Start of Material for this exercise

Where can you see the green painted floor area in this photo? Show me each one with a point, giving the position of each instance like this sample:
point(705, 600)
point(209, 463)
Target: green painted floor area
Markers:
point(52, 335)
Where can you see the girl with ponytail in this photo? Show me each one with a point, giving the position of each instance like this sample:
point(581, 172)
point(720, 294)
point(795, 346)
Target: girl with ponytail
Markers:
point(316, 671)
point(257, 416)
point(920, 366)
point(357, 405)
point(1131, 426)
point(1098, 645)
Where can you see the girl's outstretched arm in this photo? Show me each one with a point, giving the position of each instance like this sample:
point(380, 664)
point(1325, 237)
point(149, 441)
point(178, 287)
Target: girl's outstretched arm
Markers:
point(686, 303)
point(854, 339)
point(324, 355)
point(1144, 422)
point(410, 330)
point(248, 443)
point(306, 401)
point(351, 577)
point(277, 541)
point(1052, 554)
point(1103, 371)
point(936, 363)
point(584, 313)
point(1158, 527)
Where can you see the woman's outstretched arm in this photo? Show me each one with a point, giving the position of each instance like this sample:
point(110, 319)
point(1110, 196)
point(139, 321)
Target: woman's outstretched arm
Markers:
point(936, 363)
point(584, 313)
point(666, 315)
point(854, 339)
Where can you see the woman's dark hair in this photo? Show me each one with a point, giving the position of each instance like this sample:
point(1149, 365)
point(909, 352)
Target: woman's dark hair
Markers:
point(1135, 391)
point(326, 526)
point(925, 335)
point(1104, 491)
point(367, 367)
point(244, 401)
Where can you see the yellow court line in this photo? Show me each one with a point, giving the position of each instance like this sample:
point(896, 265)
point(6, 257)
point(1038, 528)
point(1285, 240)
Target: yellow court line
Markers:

End of Material for this exercise

→ What the task requires: Output the full listing exactly as it stands.

→ Solution:
Where can you see the green painted floor area in this photo? Show me each one with a point, giving the position of each instance like this sample:
point(705, 600)
point(209, 463)
Target: green painted floor area
Markers:
point(52, 335)
Where can you see the girl with ponytail in this photo? Show me each one with a point, giving the position of each instance like this sample:
point(581, 172)
point(720, 294)
point(795, 346)
Target: girl with ponytail
Markers:
point(316, 671)
point(257, 416)
point(920, 366)
point(357, 405)
point(1131, 426)
point(1098, 645)
Where can you see the girl's outstretched arm in this photo? Show me each one with a point, giving the position of each instance like this sample:
point(380, 664)
point(1325, 237)
point(149, 441)
point(178, 287)
Target: girl's outstretched arm
Markers:
point(686, 303)
point(854, 339)
point(324, 355)
point(1144, 422)
point(410, 330)
point(248, 443)
point(306, 401)
point(351, 577)
point(277, 541)
point(1052, 554)
point(1103, 371)
point(936, 363)
point(584, 313)
point(1158, 527)
Where can you see the woman's outstretched arm in this photo? Show me each one with a point, giving the position of each instance like this sample:
point(110, 319)
point(1110, 196)
point(139, 321)
Target: woman's outstretched arm
Markers:
point(936, 363)
point(584, 313)
point(666, 315)
point(854, 339)
Where can you see the woman's dark hair in this photo? Show me each one with a point, giving the position of each instance like this sample:
point(1149, 365)
point(909, 352)
Target: woman's dark hair
Markers:
point(1135, 391)
point(326, 526)
point(925, 335)
point(1104, 491)
point(367, 367)
point(244, 401)
Where can you see the yellow court line in this photo? Show me each one with a point, giving the position of each instance like this sample:
point(896, 265)
point(6, 257)
point(1038, 528)
point(1285, 240)
Target: yellow court line
Markers:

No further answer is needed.